Convert the listing below into a Markdown table with two columns, Row and Line. Give each non-blank line its own numbered row and leave out blank lines.

** Begin **

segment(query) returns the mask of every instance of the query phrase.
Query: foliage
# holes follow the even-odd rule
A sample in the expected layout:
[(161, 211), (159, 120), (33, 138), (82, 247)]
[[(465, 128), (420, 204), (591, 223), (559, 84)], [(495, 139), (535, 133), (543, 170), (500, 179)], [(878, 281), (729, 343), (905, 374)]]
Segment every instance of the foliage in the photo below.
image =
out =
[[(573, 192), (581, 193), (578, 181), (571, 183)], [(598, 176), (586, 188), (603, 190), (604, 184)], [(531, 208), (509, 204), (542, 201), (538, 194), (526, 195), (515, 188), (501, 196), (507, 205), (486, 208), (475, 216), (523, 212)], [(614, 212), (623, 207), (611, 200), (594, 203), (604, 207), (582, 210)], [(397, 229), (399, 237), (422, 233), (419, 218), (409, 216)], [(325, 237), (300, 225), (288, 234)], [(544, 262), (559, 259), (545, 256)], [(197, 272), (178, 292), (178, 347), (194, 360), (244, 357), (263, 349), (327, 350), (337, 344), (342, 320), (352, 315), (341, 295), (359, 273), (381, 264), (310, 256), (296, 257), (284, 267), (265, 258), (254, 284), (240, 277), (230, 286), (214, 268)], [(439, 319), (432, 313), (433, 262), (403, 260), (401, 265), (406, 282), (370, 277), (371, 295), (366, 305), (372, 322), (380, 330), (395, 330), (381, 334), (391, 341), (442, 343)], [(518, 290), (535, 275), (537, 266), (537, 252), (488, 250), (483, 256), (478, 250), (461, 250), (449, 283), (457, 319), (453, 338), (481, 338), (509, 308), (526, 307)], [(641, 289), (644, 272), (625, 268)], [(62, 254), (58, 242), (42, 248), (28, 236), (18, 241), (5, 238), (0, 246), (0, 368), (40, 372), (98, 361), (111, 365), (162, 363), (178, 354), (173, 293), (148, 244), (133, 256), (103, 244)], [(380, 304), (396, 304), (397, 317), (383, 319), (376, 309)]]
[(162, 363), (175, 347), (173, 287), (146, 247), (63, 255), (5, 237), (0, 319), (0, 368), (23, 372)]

** End **

__FULL SOLUTION__.
| Row | Line |
|---|---|
| 1 | segment(query) returns the mask of every instance of the query phrase. |
| 2 | Query: foliage |
| 3 | # holes follow the even-odd rule |
| 4 | A sample in the expected layout: |
| 5 | [(161, 211), (159, 120), (33, 138), (82, 247)] |
| 6 | [[(465, 128), (420, 204), (591, 223), (559, 84)], [(495, 139), (535, 133), (543, 170), (500, 179)], [(878, 281), (729, 343), (905, 374)]] |
| 7 | Segment every instance of the foliage in the photo below. |
| 8 | image = |
| 9 | out = |
| 10 | [[(573, 192), (581, 193), (578, 181), (571, 183)], [(598, 176), (586, 188), (603, 190), (604, 184)], [(531, 208), (509, 204), (542, 201), (538, 194), (526, 195), (515, 188), (501, 196), (507, 205), (486, 208), (475, 216), (523, 212)], [(614, 212), (623, 207), (611, 200), (594, 203), (604, 207), (582, 210)], [(397, 229), (399, 237), (422, 233), (419, 218), (409, 216)], [(325, 237), (300, 225), (288, 234)], [(544, 262), (559, 259), (545, 256)], [(197, 272), (178, 292), (178, 347), (194, 360), (244, 357), (263, 349), (327, 350), (337, 344), (342, 320), (352, 315), (341, 295), (359, 273), (381, 264), (310, 256), (296, 257), (284, 267), (265, 258), (254, 284), (240, 277), (230, 286), (214, 268)], [(439, 319), (432, 313), (433, 262), (403, 260), (401, 265), (406, 282), (370, 277), (371, 295), (366, 305), (372, 322), (380, 330), (395, 330), (381, 334), (391, 341), (442, 343)], [(518, 290), (535, 275), (537, 266), (537, 252), (488, 250), (483, 256), (478, 250), (461, 250), (449, 283), (457, 319), (453, 338), (481, 338), (509, 308), (526, 307)], [(641, 289), (644, 272), (625, 268)], [(62, 254), (58, 242), (42, 248), (28, 236), (18, 241), (5, 238), (0, 246), (0, 368), (40, 372), (98, 361), (111, 365), (162, 363), (178, 354), (173, 293), (148, 244), (133, 256), (103, 244)], [(380, 304), (396, 304), (397, 317), (383, 319), (376, 309)]] |
| 11 | [(162, 363), (175, 347), (173, 287), (146, 247), (63, 255), (5, 237), (0, 319), (0, 368), (23, 372)] |